Please copy the material below, replacing "one point per instance" with "a single point for each instance" in every place it occurs and leaving everything else untouched.

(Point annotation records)
-- begin --
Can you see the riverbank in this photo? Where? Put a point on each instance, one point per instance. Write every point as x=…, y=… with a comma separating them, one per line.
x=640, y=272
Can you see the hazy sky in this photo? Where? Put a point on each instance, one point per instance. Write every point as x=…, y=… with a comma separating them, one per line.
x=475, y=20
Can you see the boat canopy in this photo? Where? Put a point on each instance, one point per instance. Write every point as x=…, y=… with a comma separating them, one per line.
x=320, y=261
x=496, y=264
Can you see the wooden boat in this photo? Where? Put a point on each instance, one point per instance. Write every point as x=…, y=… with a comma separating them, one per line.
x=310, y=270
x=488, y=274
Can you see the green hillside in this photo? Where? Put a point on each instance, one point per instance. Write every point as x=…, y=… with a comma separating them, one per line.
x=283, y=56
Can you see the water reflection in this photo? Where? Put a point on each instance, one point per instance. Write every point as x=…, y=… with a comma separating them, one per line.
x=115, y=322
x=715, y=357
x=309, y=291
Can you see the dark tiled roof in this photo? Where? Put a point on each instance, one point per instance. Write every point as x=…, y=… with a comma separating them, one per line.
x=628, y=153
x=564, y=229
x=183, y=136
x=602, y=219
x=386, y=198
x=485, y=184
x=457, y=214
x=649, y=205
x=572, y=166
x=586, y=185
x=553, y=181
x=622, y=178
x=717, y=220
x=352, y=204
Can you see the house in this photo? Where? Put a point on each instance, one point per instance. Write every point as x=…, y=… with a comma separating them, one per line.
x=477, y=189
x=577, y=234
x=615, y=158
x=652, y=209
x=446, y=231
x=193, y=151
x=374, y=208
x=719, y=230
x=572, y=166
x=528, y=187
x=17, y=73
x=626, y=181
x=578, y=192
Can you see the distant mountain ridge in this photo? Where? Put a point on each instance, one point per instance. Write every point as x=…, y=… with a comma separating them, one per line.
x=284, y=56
-- end --
FINISHED TASK =>
Can you see the riverbank in this photo? Where? Put a point on each instance, a single point for each instance. Write every point as x=…, y=… with a comma separating them, one per line.
x=640, y=272
Can you see the hazy sky in this photo? Where? Put a point on each instance, a single point for each instance. Write every point as x=…, y=… with a comma separating them, one per line.
x=475, y=20
Can you see the boat canopy in this photo? Where? Put a point on each instance, a single point for each instance. Write every point as x=…, y=… with a comma separating them, one per line.
x=320, y=261
x=496, y=264
Can you see the wooden boat in this photo? Where? Put a point on each instance, a single point for each instance. Write every point as x=…, y=… with a comma separating them, one per line.
x=310, y=270
x=488, y=274
Can you see the green hillside in this photo? Where? Put a point on each instance, a single point for each instance. Write every point as x=…, y=… with a comma separating them, one per line.
x=283, y=56
Can you see the water reflection in this photo? Where? Put a point on each instance, a single point for each instance. Write every point as x=…, y=… with a comma separating them, one per line.
x=115, y=322
x=715, y=357
x=309, y=291
Can you see the dark tiled roof in this photo? Where? Put a point on each instance, a single point for each instance. Write every point as x=…, y=… with a comma separating them, one per line.
x=628, y=153
x=564, y=229
x=183, y=136
x=602, y=219
x=386, y=198
x=485, y=184
x=457, y=214
x=649, y=205
x=572, y=166
x=586, y=185
x=553, y=181
x=622, y=178
x=717, y=220
x=352, y=204
Can you see the house in this photo? Where? Put a point on each instance, a single point for each instance. Write every point as x=…, y=… with a comma separating them, one per line.
x=477, y=189
x=577, y=234
x=615, y=158
x=652, y=209
x=446, y=231
x=193, y=151
x=374, y=208
x=719, y=230
x=572, y=166
x=528, y=187
x=17, y=73
x=626, y=181
x=578, y=192
Can you see the distant mountain ridge in this photo? Where? Put a point on each instance, a single point for each instance. Write every point as x=…, y=… with a comma separating them, one per line.
x=284, y=56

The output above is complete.